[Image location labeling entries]
::::::::::

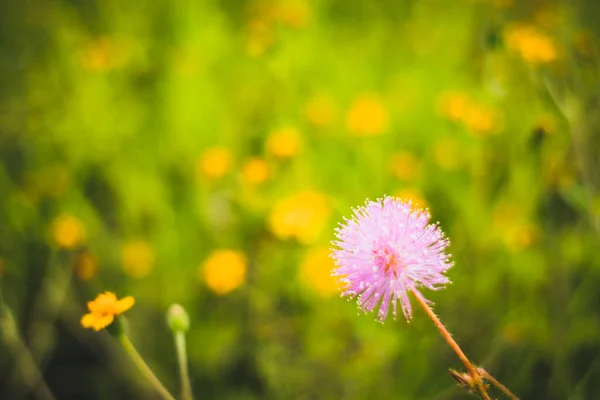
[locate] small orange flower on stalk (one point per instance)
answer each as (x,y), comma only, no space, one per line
(367,116)
(531,44)
(104,309)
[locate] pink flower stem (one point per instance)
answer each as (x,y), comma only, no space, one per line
(471,369)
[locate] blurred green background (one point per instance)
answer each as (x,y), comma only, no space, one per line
(202,152)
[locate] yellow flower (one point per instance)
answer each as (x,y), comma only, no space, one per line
(301,216)
(255,171)
(284,142)
(320,111)
(68,231)
(293,13)
(103,54)
(104,309)
(480,120)
(367,116)
(315,271)
(214,163)
(418,201)
(137,258)
(446,153)
(532,45)
(85,266)
(405,166)
(224,270)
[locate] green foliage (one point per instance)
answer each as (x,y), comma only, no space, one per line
(110,114)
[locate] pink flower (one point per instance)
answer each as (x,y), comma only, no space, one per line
(387,249)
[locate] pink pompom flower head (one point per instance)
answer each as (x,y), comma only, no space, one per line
(387,249)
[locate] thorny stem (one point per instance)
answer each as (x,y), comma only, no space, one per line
(500,386)
(468,365)
(186,388)
(24,361)
(144,368)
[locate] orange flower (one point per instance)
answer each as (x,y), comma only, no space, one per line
(284,142)
(68,231)
(224,270)
(104,309)
(532,45)
(302,216)
(367,116)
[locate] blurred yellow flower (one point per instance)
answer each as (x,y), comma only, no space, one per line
(104,309)
(85,266)
(405,166)
(520,236)
(480,120)
(367,116)
(103,54)
(68,231)
(214,163)
(284,142)
(446,153)
(532,45)
(137,258)
(302,216)
(315,271)
(294,13)
(454,105)
(255,171)
(321,111)
(224,270)
(418,201)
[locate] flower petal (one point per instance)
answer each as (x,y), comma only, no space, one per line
(102,321)
(87,321)
(125,304)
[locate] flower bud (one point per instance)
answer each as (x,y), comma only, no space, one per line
(178,319)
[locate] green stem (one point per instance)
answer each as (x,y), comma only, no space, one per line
(25,364)
(186,387)
(144,368)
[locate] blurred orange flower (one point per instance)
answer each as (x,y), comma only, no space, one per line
(214,163)
(531,44)
(367,116)
(405,166)
(302,216)
(315,271)
(294,13)
(224,270)
(104,309)
(284,142)
(103,54)
(137,258)
(480,120)
(68,231)
(418,201)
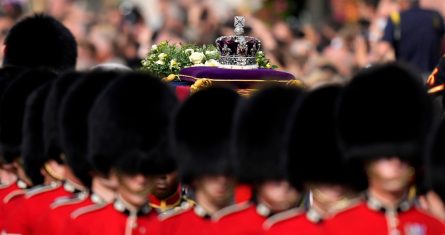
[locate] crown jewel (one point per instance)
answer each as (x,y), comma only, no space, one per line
(238,51)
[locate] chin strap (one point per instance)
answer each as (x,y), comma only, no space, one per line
(52,172)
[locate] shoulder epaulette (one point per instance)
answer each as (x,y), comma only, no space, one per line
(69,200)
(353,204)
(3,186)
(174,213)
(41,189)
(231,209)
(285,215)
(13,194)
(85,210)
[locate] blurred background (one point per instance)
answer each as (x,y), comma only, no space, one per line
(311,39)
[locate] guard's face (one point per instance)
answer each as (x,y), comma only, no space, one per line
(164,185)
(216,188)
(134,189)
(390,174)
(278,195)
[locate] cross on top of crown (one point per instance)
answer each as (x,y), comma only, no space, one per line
(239,24)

::::::::::

*Exercise directions*
Quote the data above in full and without alteration; skip the pictures.

*Solution for this task*
[locate] small orange flower on stalk (one point per instance)
answer each as (x,y), comma only, no space, one per line
(367,116)
(531,44)
(104,309)
[locate] pink flower stem (one point per instance)
answer each as (x,y), comma only, no space, one per line
(471,369)
[locate] blurred green background (one point per instance)
answer each as (x,y), comma only, no space, one per line
(202,152)
[locate] yellow flower (one point per instance)
answer each as (x,y), comma only, no space, one per line
(301,216)
(255,171)
(284,142)
(320,111)
(68,231)
(293,13)
(103,54)
(104,309)
(480,120)
(367,116)
(315,271)
(214,163)
(418,201)
(137,258)
(446,153)
(532,45)
(85,266)
(405,166)
(224,270)
[locate] green foliage (one point per instance)
answer each as (x,y), comma only, no space, one per line
(110,114)
[locate] pink flower (one point per instance)
answer each as (x,y), comma only, no space, one per line
(387,249)
[locate] pink pompom flower head (one point per instance)
answer each as (x,y), comma only, no space, one per line
(387,249)
[locate] thorny stem (one point per instance)
answer each as (x,y), comma only, no space, one per line
(500,386)
(468,365)
(186,388)
(24,361)
(144,368)
[locate] orange flower (one point per instance)
answer each as (x,y), comma only, no space, one per line
(284,142)
(68,231)
(224,270)
(104,309)
(532,45)
(302,216)
(367,116)
[locate] blurred yellow flower (one point per instance)
answer each as (x,y), comma only, no space, one per line
(104,309)
(85,266)
(405,166)
(520,236)
(480,120)
(367,116)
(103,54)
(68,231)
(214,163)
(284,142)
(446,153)
(532,45)
(137,258)
(302,216)
(315,271)
(294,13)
(454,105)
(255,171)
(321,111)
(224,270)
(418,201)
[locate] flower petal (one point per instance)
answer each as (x,y), comma only, no space, one per line
(102,321)
(87,321)
(125,304)
[locate] flower bud (one point per instance)
answer each as (x,y), comma only, no space, one per line
(178,319)
[locate] green stem (one point per instance)
answer each as (x,y), comma only, no space, one per line
(25,364)
(186,387)
(144,368)
[locate] blurred orange flower (one point per instance)
answer each as (x,y), comma only, no space, one per line
(214,163)
(531,44)
(367,116)
(405,166)
(302,216)
(315,271)
(294,13)
(224,270)
(104,309)
(284,142)
(103,54)
(137,258)
(480,120)
(68,231)
(418,201)
[locate] crown jewel (one point per instance)
answer each as (x,y), comma only, no space, one per line
(238,51)
[locate] chin strap (one point per instance)
answer each as (x,y), comma only, no space, one per line
(52,172)
[locate] shoulder epaulette (one point per instance)
answer each as (x,y), comma only, no space, one per line
(69,200)
(353,204)
(3,186)
(174,213)
(41,189)
(231,209)
(285,215)
(13,194)
(85,210)
[locate] blurred background (one point per instance)
answer each as (x,y), comma only, no space, one per line
(311,39)
[locate] guard's face (one point per instance)
answer each as (x,y), comma only, no space, one per line
(164,185)
(216,188)
(134,189)
(390,174)
(278,195)
[locate] cross on top of crown (one point per instance)
answer each as (x,y), comma only, no space, one per line
(239,24)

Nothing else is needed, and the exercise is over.